TO DO: Please return every line from the entries that has the string "outdoor" in it.

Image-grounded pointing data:
● ● ●

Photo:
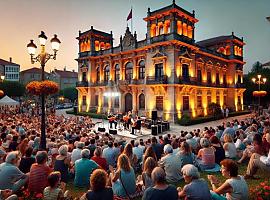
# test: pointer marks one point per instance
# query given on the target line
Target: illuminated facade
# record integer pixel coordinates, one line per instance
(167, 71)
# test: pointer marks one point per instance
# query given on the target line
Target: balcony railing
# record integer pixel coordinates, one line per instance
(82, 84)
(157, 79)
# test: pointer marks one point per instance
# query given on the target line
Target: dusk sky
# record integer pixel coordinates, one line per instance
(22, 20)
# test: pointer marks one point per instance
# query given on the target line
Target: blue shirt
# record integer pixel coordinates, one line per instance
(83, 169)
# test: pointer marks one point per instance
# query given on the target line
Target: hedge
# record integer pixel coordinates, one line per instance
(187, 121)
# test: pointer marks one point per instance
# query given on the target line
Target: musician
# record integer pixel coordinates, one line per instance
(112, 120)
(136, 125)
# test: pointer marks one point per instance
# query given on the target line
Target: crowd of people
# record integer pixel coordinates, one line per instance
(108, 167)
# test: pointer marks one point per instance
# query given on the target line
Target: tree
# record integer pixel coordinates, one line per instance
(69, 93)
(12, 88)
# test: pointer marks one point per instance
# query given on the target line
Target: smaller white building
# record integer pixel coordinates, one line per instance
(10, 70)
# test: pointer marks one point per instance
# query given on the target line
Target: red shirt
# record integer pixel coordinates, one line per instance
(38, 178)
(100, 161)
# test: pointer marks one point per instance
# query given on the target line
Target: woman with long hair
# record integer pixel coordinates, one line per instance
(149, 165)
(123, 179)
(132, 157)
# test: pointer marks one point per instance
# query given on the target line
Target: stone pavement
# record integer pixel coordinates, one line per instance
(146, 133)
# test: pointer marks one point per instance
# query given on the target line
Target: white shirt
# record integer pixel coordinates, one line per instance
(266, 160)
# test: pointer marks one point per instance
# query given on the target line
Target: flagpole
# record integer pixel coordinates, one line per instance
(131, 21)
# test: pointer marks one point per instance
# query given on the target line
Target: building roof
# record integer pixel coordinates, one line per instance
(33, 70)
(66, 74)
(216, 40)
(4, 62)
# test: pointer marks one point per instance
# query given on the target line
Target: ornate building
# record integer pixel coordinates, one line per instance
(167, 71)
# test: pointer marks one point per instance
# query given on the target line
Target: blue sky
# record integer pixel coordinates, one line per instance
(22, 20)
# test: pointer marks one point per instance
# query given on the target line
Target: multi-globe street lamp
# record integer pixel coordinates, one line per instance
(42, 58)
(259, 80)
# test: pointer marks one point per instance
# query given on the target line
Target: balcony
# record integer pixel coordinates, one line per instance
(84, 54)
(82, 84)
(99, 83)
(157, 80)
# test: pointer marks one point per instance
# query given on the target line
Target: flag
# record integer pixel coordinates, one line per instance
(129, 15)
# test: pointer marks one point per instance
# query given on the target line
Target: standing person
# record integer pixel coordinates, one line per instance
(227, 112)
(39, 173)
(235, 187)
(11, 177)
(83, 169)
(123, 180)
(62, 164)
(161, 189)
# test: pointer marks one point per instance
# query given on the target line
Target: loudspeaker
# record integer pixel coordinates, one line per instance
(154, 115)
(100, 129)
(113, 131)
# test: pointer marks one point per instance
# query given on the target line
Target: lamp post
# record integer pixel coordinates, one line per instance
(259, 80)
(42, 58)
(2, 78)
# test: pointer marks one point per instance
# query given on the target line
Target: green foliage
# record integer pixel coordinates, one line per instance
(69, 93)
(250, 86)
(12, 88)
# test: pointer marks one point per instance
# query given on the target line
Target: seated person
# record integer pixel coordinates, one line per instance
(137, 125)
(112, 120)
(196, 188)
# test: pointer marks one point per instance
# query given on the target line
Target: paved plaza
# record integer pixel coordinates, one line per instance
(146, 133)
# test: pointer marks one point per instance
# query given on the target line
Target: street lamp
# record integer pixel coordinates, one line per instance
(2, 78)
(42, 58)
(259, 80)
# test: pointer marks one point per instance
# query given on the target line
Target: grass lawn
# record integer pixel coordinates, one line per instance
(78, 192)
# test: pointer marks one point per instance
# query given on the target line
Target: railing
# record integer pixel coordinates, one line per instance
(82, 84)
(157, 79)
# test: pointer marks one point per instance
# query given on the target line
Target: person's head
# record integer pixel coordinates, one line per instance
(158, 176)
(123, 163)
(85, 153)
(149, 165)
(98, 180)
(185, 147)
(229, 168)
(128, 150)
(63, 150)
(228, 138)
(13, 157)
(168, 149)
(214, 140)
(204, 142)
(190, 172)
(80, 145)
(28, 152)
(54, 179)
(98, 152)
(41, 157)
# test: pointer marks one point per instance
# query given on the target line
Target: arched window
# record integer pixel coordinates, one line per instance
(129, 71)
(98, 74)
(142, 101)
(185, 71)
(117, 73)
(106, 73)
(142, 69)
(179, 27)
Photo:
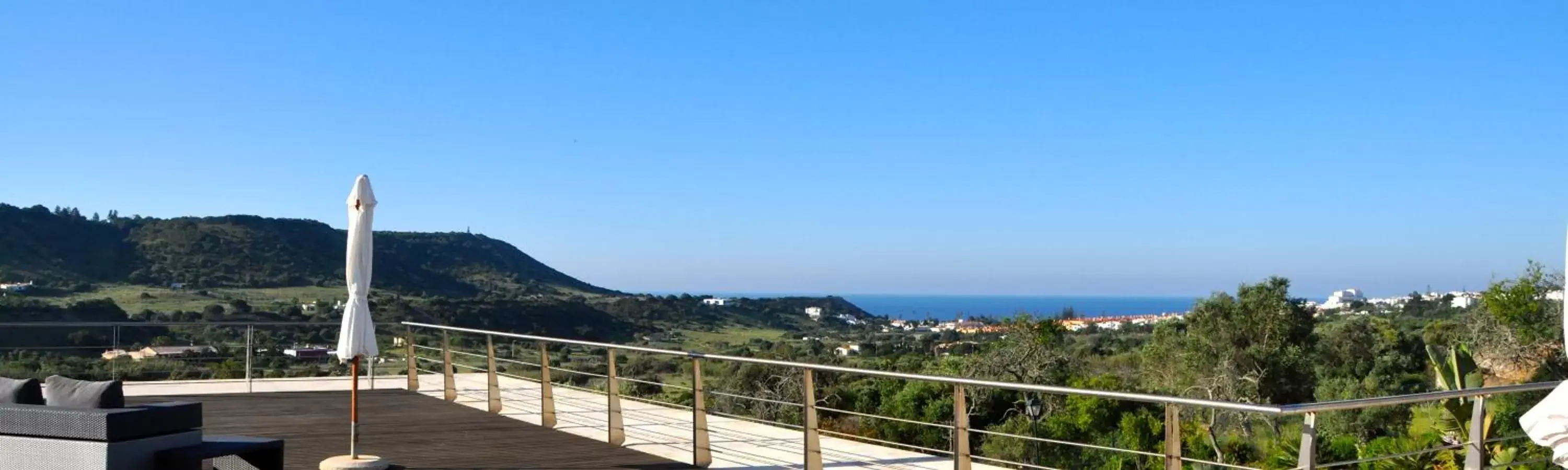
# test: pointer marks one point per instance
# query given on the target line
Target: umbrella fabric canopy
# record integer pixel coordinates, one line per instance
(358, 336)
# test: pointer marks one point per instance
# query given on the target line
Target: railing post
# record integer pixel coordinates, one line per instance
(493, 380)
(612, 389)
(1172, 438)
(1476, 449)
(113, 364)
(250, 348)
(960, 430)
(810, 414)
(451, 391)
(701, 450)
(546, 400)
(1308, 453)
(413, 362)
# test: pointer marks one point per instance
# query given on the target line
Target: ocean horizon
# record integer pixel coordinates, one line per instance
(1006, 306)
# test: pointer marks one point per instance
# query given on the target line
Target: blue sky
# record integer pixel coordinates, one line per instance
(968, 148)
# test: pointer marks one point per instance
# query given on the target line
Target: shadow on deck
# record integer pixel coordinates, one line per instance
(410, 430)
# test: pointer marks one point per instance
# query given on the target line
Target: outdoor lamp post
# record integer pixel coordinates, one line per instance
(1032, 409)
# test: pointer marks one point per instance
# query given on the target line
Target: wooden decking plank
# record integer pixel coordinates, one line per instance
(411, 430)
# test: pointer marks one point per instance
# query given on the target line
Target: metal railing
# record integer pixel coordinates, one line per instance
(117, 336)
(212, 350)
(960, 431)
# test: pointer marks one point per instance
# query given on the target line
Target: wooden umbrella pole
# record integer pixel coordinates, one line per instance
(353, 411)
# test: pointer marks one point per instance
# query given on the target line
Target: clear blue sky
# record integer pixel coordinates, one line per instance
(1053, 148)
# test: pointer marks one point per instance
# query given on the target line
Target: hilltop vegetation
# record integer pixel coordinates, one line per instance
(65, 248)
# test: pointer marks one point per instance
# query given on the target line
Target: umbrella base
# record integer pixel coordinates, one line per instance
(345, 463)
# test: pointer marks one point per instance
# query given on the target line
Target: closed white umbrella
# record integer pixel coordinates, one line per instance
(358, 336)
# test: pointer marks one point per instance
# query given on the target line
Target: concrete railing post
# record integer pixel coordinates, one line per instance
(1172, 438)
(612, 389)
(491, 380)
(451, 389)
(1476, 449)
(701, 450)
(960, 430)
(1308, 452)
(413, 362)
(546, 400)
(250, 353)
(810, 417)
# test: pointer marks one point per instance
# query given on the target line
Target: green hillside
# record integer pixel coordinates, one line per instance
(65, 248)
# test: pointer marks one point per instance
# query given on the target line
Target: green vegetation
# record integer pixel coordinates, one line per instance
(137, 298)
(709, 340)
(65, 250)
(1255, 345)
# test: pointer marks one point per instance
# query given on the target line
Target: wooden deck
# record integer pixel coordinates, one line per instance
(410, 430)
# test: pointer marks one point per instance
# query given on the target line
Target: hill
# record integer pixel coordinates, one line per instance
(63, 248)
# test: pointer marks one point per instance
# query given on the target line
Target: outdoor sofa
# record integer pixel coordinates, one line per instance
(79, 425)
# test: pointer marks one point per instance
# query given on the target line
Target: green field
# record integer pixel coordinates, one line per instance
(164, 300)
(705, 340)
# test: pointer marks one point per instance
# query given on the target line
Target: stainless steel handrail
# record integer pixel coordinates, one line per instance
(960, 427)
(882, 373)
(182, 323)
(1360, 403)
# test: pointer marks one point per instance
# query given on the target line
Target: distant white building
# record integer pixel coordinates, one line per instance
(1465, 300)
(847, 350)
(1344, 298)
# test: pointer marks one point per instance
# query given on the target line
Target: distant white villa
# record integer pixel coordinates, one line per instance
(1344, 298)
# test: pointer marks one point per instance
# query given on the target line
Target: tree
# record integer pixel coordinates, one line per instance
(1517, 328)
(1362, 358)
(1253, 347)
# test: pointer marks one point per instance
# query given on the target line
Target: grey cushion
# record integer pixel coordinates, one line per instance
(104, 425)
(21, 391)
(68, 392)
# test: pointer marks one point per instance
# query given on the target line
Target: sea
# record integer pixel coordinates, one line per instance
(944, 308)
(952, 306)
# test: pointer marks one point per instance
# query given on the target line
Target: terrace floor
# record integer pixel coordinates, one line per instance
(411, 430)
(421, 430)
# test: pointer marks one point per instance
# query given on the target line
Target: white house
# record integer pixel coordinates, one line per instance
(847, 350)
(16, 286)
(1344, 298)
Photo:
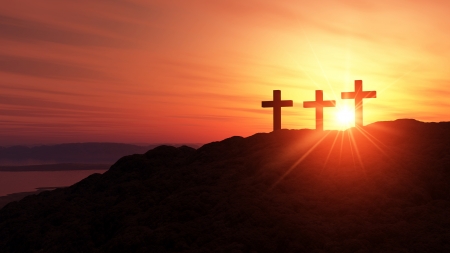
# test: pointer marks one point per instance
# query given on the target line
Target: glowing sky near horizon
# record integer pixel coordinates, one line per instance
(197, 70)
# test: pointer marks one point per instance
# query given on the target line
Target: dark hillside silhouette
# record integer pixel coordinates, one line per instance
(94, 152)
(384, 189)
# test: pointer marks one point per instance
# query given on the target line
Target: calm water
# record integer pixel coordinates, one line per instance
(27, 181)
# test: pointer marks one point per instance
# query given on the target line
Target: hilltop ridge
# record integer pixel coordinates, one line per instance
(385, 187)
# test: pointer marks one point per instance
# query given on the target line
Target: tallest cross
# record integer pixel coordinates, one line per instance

● ● ●

WRITTEN REPLY:
Target: outdoor lamp post
Target: outdoor sofa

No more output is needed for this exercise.